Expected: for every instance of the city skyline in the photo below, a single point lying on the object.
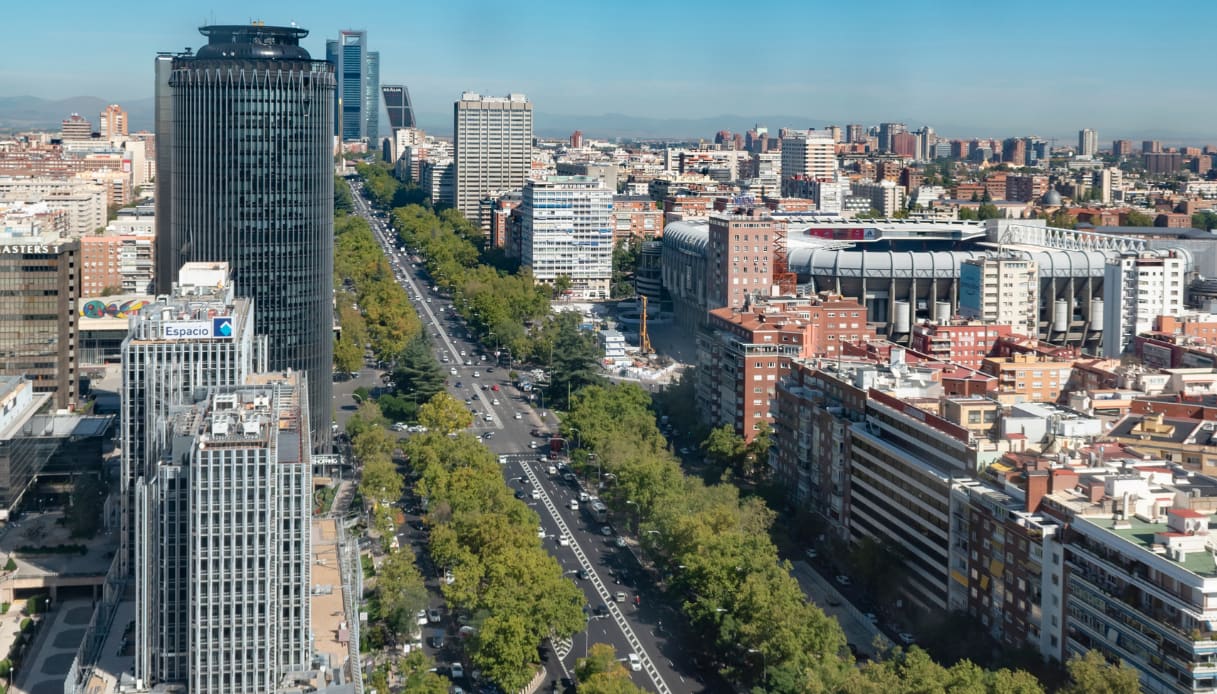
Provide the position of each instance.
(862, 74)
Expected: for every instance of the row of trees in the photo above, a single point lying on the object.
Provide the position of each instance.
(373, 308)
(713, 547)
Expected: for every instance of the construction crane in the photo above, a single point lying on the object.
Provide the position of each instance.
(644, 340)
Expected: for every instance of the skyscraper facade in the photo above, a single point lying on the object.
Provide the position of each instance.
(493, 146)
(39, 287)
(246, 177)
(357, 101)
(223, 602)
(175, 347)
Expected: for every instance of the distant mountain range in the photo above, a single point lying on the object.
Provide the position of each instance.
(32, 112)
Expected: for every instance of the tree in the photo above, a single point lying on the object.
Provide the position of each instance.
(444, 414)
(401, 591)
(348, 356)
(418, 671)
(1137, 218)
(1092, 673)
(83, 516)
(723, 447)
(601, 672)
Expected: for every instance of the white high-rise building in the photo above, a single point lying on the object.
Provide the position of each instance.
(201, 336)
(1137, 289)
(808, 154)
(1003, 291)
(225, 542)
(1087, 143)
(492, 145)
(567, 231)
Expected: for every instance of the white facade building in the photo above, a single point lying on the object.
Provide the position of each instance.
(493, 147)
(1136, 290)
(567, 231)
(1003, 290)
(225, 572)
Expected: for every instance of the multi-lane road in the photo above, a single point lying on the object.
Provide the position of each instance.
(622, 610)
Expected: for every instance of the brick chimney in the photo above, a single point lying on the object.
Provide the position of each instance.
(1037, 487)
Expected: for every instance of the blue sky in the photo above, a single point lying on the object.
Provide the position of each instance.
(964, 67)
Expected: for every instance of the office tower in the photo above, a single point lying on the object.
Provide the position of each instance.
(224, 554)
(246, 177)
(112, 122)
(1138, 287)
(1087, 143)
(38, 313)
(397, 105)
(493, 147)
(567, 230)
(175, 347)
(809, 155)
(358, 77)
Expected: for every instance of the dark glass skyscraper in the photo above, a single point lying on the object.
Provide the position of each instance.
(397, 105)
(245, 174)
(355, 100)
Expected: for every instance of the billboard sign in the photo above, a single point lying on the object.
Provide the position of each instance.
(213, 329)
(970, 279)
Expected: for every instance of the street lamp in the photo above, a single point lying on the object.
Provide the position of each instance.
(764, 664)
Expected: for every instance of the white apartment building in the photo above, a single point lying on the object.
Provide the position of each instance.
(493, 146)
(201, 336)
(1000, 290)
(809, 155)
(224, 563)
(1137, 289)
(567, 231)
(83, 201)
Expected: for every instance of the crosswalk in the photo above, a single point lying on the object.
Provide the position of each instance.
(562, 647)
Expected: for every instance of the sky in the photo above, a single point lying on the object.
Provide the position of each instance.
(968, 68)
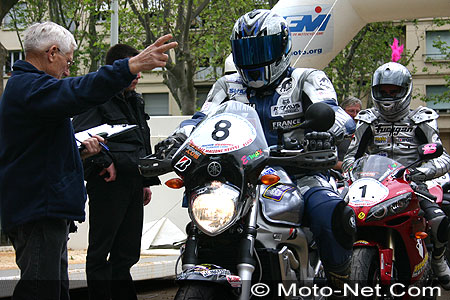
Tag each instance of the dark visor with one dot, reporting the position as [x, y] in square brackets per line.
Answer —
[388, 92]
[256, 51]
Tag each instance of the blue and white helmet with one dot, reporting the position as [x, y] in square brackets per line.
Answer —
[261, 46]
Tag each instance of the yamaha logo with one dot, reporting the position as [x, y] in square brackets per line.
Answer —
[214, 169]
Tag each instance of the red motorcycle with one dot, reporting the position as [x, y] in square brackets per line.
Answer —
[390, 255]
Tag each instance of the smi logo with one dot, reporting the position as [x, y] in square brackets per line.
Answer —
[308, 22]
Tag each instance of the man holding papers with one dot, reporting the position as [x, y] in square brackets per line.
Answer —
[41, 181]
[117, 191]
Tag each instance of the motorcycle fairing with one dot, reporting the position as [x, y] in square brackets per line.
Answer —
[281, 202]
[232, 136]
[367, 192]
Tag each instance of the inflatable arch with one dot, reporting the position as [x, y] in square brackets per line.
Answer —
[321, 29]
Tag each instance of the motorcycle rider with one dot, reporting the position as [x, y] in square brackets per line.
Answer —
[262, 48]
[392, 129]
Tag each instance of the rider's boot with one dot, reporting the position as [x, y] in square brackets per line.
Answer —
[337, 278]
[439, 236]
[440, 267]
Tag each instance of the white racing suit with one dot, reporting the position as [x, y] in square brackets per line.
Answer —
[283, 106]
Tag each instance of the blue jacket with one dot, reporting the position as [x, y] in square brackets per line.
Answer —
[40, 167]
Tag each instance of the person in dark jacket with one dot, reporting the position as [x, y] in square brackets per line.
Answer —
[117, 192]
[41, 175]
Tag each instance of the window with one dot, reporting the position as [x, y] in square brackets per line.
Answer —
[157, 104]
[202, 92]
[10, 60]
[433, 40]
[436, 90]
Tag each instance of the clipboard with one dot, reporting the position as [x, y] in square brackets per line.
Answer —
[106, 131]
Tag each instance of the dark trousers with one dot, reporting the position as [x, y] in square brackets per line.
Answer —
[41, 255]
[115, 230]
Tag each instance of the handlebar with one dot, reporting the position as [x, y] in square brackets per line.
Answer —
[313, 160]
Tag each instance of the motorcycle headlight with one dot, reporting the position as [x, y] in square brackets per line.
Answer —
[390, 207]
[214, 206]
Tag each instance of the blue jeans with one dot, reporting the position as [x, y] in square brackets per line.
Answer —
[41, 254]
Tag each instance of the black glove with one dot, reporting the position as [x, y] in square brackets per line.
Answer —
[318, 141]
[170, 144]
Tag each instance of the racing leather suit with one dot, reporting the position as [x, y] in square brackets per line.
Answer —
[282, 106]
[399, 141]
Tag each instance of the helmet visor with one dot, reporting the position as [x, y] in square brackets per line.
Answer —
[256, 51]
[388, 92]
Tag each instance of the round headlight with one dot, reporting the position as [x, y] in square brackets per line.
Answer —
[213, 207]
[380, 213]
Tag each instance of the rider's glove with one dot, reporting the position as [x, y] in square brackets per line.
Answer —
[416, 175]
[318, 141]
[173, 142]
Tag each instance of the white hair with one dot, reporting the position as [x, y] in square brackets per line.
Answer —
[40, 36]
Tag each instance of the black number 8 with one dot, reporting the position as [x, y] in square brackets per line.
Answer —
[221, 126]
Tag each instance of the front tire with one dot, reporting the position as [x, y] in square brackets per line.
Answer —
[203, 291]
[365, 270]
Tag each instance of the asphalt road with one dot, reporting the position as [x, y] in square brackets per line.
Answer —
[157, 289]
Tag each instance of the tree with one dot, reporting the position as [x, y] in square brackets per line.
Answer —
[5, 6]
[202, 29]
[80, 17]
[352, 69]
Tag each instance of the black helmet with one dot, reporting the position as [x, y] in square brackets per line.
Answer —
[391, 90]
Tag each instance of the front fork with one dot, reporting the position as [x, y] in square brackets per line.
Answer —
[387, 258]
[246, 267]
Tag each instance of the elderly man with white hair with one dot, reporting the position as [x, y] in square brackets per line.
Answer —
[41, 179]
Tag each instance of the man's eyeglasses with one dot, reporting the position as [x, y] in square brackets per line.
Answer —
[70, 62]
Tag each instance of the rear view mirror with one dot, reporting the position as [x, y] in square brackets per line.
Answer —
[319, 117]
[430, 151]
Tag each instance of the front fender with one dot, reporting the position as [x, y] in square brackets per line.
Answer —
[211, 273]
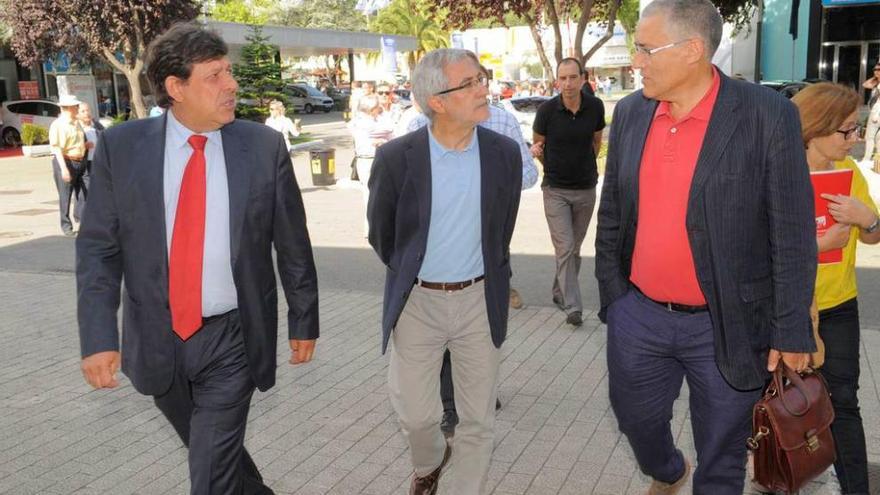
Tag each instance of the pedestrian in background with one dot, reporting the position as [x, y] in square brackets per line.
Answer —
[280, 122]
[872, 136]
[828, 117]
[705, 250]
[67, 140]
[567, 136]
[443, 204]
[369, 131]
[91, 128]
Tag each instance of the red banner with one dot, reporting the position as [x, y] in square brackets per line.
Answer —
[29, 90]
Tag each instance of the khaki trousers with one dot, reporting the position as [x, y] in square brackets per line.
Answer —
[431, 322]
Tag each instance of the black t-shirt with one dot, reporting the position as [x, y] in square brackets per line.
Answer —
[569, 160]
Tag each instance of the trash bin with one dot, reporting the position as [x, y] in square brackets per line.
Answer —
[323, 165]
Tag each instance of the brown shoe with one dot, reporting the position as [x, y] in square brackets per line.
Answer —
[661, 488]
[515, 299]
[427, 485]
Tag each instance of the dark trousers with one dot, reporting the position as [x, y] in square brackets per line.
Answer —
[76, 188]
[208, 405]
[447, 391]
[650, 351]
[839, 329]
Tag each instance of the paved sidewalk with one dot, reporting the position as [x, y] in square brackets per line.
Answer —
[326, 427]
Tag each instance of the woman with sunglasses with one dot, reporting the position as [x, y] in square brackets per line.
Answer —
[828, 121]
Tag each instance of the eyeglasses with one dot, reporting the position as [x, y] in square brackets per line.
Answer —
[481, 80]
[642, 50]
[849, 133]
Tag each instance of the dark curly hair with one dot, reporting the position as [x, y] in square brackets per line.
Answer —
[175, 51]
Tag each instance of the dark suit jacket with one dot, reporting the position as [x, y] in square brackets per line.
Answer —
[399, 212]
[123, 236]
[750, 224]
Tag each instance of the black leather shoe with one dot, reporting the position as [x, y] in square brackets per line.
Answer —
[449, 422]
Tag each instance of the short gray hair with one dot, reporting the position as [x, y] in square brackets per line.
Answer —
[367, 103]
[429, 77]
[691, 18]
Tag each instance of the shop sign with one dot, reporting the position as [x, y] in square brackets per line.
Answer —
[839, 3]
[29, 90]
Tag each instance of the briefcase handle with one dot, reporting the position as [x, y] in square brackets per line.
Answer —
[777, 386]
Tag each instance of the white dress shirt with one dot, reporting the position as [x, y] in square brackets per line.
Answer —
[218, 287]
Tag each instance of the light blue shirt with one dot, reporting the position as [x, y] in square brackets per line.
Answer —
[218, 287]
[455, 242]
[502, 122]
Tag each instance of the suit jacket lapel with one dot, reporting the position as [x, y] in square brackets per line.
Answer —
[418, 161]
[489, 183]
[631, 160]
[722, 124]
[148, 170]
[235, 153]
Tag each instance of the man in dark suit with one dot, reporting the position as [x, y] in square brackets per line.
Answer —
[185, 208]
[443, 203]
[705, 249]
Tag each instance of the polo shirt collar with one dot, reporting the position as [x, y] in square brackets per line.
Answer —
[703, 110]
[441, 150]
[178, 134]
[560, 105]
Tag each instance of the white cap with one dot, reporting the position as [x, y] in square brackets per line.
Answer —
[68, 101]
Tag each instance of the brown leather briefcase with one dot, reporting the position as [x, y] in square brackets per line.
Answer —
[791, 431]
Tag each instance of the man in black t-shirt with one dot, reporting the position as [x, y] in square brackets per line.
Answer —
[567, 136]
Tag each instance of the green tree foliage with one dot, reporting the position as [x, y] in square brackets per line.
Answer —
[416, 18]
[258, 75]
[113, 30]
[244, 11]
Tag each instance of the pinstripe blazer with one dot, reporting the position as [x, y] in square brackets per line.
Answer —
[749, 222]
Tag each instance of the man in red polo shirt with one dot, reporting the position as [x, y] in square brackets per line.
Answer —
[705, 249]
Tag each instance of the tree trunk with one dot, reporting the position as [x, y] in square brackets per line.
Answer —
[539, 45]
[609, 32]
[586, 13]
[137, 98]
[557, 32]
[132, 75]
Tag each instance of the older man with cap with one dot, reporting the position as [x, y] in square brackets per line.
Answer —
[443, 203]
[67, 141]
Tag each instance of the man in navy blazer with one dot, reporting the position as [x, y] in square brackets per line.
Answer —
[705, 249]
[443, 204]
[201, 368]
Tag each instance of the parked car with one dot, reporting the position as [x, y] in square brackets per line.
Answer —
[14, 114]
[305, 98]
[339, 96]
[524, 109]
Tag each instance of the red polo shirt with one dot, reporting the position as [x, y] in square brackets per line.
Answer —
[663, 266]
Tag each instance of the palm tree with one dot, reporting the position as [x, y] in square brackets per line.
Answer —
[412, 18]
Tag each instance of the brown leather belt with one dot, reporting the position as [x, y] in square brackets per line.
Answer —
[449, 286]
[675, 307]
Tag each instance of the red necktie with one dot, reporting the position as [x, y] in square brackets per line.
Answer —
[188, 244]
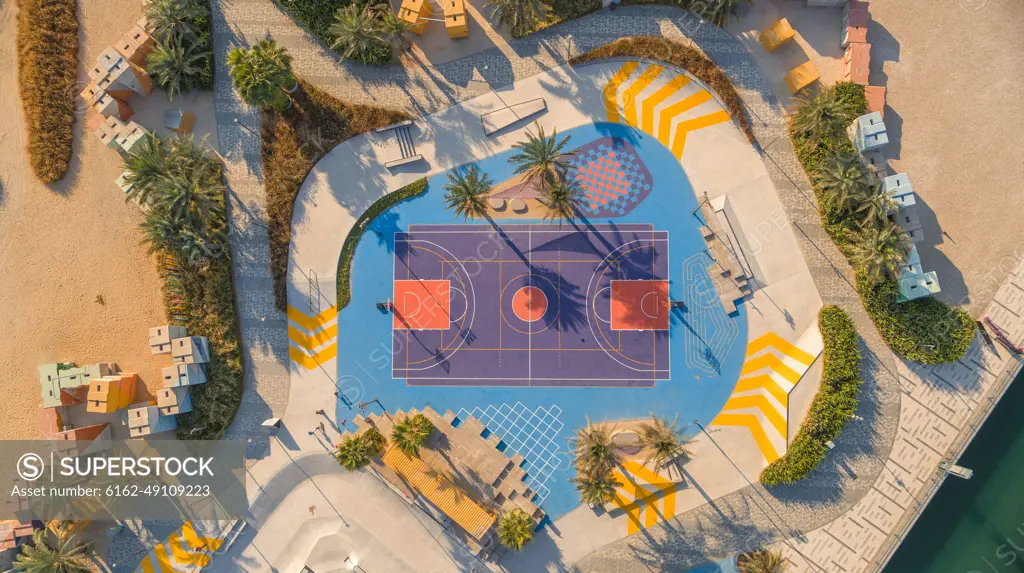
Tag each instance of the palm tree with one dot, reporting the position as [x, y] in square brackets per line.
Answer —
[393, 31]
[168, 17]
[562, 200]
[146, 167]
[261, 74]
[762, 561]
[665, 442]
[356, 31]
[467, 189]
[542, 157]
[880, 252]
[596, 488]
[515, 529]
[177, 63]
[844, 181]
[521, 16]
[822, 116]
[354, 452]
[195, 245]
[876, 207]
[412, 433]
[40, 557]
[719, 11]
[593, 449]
==============================
▶ [Exercise aim] Copy the lines exactly as they appear from the opening of the entries above through the line with "Expected: for every instance of the distant", excluding all pictures.

▶ [Response to the task]
Expected: for every instance of the city skyline in the photo below, a single point lying on the object.
Provide the position of each instance.
(862, 74)
Expected: for every instance of the row of trees in the photo above, a single point lying on the object.
Provide the position of each instance.
(373, 308)
(713, 547)
Expected: for every instance of the construction crane in the photo above, a single point lying on the object.
Provide the position of each instance.
(644, 340)
Expected: for every instance of the skyscraper facade in the photo above, a single point lying on the object.
Provide the position of each instance.
(493, 146)
(39, 287)
(246, 177)
(357, 101)
(223, 602)
(175, 347)
Expected: for every instance of the distant mountain range in the photo above, a single point lying on the object.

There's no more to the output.